Repeat the records unchanged from their first line through the line that contains "M0 93L74 66L149 56L341 76L340 11L337 0L0 1Z", including both of those lines.

[Data listing]
-- BEGIN --

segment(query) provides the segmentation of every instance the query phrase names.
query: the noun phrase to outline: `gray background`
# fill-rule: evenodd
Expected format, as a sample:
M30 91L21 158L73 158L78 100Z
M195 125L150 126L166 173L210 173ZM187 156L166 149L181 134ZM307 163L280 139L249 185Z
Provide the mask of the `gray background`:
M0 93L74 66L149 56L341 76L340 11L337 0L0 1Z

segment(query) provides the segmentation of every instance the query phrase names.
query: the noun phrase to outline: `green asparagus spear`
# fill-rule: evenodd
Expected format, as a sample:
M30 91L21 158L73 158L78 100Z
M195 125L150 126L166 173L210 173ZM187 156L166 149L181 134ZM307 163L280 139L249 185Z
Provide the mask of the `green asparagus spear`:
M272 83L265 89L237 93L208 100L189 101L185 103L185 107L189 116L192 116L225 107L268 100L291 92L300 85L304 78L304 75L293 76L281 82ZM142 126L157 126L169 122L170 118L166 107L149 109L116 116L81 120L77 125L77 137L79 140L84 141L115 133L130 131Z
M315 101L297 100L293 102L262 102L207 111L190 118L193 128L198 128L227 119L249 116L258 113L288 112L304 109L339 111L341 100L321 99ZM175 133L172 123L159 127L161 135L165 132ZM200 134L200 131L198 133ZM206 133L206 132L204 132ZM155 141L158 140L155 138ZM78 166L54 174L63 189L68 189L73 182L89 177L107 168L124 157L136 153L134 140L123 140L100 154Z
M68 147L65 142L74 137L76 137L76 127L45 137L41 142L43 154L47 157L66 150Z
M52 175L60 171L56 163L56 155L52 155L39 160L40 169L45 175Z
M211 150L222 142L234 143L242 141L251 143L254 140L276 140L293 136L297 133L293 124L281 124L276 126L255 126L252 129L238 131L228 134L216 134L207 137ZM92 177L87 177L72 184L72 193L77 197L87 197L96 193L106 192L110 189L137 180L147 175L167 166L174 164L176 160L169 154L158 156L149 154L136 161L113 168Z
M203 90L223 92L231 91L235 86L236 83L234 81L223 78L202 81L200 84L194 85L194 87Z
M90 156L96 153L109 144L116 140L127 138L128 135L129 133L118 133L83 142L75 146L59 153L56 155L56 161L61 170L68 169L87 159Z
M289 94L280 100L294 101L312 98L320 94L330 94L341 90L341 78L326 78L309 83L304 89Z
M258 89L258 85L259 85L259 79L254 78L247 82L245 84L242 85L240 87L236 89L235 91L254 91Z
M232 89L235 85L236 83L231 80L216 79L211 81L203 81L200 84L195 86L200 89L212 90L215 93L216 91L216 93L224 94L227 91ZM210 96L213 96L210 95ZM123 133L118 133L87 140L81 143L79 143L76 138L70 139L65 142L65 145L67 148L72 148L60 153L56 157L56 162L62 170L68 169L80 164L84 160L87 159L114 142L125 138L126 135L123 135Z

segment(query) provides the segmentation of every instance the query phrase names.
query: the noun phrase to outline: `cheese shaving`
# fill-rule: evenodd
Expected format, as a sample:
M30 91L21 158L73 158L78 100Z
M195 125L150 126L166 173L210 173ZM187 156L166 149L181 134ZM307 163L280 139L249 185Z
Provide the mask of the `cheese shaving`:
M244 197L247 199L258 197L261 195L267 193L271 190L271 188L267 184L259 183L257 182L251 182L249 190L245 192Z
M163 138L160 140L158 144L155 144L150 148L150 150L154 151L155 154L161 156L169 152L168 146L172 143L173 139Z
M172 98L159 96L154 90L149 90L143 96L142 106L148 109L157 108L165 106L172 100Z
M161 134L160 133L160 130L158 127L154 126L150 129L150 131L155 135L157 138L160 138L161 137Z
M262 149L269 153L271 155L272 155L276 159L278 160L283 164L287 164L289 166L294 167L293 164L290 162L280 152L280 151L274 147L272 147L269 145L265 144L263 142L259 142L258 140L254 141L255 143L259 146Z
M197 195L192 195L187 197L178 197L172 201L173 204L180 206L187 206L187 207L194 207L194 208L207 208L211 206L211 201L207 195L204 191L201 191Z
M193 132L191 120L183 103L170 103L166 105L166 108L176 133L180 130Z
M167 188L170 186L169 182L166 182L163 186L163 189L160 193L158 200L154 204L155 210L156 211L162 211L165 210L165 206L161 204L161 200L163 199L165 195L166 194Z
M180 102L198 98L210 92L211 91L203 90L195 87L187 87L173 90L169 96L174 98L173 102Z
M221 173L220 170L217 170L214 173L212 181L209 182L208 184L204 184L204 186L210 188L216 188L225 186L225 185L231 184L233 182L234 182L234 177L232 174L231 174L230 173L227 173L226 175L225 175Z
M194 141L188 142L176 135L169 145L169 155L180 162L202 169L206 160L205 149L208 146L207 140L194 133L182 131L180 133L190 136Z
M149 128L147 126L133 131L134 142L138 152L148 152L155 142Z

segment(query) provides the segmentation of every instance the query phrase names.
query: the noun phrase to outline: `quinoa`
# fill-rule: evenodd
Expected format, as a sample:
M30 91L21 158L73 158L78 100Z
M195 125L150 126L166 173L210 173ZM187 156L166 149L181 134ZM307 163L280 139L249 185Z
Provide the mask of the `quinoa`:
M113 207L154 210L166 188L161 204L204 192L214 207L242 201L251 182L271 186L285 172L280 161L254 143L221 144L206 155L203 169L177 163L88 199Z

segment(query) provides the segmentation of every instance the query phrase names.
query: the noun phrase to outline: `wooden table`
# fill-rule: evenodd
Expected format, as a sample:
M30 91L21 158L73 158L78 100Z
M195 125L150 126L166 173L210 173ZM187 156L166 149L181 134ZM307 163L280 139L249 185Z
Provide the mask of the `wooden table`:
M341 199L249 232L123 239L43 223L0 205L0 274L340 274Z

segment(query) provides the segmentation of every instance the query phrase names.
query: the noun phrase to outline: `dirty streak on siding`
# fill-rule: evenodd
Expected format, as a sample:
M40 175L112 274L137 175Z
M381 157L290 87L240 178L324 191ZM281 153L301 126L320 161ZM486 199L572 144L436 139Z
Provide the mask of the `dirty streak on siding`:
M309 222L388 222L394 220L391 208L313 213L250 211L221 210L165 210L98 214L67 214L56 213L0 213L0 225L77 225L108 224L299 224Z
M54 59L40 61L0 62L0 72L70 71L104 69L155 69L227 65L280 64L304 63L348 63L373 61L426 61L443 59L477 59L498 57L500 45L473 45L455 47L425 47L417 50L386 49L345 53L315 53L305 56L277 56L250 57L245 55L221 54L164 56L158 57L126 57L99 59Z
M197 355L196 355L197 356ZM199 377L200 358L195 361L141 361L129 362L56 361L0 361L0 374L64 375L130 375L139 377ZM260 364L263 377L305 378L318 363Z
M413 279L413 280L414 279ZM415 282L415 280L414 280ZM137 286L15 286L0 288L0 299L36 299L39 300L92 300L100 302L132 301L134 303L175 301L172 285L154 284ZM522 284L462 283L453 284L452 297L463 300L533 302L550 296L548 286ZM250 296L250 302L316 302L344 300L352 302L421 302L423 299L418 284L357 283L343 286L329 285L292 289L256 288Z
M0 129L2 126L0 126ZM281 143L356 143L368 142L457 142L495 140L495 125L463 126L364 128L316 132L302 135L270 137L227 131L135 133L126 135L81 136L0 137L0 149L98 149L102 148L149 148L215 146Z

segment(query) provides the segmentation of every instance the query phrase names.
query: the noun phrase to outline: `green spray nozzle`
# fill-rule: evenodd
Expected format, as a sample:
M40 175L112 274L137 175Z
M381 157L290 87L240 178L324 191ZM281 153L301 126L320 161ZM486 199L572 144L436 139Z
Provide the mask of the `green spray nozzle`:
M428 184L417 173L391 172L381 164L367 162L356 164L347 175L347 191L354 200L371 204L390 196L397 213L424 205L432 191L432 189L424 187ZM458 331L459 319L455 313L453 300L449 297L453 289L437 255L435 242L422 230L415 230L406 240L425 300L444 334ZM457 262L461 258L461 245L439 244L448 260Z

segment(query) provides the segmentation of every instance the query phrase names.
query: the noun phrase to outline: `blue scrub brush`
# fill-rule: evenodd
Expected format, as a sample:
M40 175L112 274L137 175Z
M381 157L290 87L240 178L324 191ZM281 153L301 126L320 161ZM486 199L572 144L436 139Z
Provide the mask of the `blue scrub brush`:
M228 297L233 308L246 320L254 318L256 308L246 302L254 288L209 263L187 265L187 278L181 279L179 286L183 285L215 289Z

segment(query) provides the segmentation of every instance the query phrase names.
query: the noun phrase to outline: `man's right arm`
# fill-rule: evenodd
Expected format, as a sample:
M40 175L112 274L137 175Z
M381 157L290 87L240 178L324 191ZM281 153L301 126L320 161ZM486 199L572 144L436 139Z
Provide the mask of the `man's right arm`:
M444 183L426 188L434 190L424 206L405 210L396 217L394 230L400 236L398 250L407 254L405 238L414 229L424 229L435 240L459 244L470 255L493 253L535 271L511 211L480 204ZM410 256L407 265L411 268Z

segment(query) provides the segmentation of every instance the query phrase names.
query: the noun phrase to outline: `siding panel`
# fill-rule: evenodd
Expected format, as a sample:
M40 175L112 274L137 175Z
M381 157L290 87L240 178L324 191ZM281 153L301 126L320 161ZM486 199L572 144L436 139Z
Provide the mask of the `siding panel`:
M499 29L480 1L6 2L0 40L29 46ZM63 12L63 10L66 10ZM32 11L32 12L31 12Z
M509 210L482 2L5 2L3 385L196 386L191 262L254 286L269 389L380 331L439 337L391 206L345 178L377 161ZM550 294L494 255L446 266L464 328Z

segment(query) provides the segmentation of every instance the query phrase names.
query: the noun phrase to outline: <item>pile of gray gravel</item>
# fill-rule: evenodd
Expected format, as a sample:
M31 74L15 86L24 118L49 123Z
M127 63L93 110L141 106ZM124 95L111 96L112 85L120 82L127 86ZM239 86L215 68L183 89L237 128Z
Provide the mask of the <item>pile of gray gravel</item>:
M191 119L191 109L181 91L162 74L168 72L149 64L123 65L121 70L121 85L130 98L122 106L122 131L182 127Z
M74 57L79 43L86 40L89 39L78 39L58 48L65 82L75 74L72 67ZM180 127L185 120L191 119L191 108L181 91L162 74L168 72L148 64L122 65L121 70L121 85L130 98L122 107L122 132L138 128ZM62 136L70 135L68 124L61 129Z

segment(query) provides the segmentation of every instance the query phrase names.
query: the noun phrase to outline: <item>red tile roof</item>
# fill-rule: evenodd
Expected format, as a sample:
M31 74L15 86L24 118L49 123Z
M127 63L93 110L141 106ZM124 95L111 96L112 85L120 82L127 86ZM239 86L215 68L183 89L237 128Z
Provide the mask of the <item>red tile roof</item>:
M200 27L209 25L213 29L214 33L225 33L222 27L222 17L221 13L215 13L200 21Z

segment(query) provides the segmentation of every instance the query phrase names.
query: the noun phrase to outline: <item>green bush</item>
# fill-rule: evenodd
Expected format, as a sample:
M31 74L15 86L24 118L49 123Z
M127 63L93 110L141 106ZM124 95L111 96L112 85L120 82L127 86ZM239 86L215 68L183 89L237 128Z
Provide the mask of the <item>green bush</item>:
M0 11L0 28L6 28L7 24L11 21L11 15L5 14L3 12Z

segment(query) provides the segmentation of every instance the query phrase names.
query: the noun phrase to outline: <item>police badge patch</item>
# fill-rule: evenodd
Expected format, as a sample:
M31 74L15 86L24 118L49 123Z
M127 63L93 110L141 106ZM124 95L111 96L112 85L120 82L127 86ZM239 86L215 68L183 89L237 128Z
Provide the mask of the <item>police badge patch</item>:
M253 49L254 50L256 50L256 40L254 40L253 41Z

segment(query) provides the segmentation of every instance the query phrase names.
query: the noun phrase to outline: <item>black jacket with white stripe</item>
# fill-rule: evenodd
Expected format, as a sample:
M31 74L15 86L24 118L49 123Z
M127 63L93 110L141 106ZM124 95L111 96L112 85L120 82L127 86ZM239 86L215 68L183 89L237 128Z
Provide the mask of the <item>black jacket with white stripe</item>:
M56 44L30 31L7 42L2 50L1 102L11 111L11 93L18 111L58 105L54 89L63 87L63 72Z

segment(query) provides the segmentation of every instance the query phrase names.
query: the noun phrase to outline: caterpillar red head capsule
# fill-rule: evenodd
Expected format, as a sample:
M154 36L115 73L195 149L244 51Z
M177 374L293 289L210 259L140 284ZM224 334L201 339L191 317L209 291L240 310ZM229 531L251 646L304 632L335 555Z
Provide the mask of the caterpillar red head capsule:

-- END --

● RESULT:
segment(query) provides the segmentation of every instance the query phrase names.
query: the noun phrase to outline: `gray background`
# fill-rule: evenodd
Expected format, as a sample:
M30 91L21 158L73 158L78 100Z
M195 125L150 126L166 173L210 173ZM187 156L166 149L181 134ZM307 163L280 139L249 185Z
Provide the mask of the `gray background`:
M0 93L74 66L149 56L341 76L340 11L337 0L0 1Z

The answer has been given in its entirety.